Frau Präsidentin, meine sehr verehrten Damen und Herren, zunächst mal darf ich mich bei den Abgeordneten, die sich in fünf Monaten Diskussion im Ausschuss hinreichend gut beteiligt haben an diesem Gesetz, ganz herzlich bedanken für die sehr gute und umfängliche Beratung dieses Gesetzes. Ich weiß, dass die Anhörung an sich ja schon außerordentlich groß und umfangreich war, und ich
sehe hier, dass sehr gründlich gearbeitet wurde, und kann gar nicht verstehen, wie Einzelne das jetzt so infrage stellen wollen.
Meine sehr verehrten Damen und Herren, wir haben so ein Stück weit hier verkehrte Welt. Während wir sonst bei allen politischen Themen von Relevanz auf der linken Seite dieses Hohen Hauses die Forderung haben, wir sollen die Bürger sofort und umfänglich in größter Art und Weise entlasten
ohne Rücksicht auf Kosten, Rechtslage und technische Möglichkeiten, und wir dies heute tun mit dem vorliegenden Gesetz und tun wollen, ist es heute eine ganz andere Diskussionslage.
Dann kommt dieselbe Fraktion, die sonst von der Entlastung der Bürger redet und überzeugt davon ist, dass wir hier alles tun sollten, und trägt wirklich Kleinst- und Kleinigkeiten als Bedenken vor. Meine Damen und Herren, ich bin darüber etwas verwundert, sagen wir es mal so. Wobei ich an dieser Stelle, das will ich auch sagen, es ist das demokratische Spiel, natürlich den Ingenieurverbänden …
Es ist die demokratische Sitte, dass der eine womöglich mal die Position eines anderen vertritt, ich freue mich ja, dass diesmal
das freie Spiel der Kräfte, vielen Dank, Herr Ramelow, für die Unterstützung. Ich bin über diese Frage etwas verwundert, wobei ich an dieser Stelle schon sagen möchte, ich bedanke mich ausdrücklich bei den Ingenieurverbänden auch für die vorgebrachten Bedenken. Ich will sie nicht nur in die Ecke stellen von reinen Lobbyinteressen, die jetzt an den Aufträgen interessiert sind, sondern selbstverständlich haben die Ingenieure ein Interesse, egal aus welcher speziellen Berufsgruppe sie sind, dass sie sagen, wir wollen natürlich das technisch Mögliche letztlich ausreizen, um hier eine hohe Qualität zu liefern.

● **LERNMATERIAL**:
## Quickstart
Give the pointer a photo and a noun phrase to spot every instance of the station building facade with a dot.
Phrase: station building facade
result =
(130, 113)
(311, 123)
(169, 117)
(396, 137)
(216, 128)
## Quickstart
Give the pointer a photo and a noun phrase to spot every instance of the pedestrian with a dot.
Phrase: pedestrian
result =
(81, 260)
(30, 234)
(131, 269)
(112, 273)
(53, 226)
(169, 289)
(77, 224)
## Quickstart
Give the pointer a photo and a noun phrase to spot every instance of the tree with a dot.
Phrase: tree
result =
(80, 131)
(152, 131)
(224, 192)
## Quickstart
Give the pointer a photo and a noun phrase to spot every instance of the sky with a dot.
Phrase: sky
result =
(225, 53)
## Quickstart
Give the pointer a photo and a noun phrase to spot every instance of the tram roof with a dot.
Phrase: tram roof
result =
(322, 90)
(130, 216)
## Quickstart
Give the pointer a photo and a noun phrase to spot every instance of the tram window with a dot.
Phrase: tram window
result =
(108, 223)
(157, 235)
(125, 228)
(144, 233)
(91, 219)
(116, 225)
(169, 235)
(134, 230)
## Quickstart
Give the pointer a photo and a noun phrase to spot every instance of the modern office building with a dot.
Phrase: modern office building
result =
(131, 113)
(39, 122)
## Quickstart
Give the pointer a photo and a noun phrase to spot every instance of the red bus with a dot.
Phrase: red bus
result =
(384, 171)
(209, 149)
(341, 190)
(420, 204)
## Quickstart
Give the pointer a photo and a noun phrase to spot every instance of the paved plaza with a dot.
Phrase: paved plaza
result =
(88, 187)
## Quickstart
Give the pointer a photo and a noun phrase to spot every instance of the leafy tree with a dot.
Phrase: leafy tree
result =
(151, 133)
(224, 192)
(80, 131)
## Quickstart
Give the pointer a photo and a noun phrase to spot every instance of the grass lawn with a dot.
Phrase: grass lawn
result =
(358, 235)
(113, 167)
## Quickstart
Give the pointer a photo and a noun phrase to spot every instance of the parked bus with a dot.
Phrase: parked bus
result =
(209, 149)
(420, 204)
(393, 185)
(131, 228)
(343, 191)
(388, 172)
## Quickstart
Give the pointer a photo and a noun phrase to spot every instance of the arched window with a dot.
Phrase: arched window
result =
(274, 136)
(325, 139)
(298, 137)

● **ARBEITSAUFTRAG**: Wie lange wurde das Gesetz laut der Parlamentsrede im Ausschuss diskutiert?

● **ANTWORT**: Fünf Monate lang.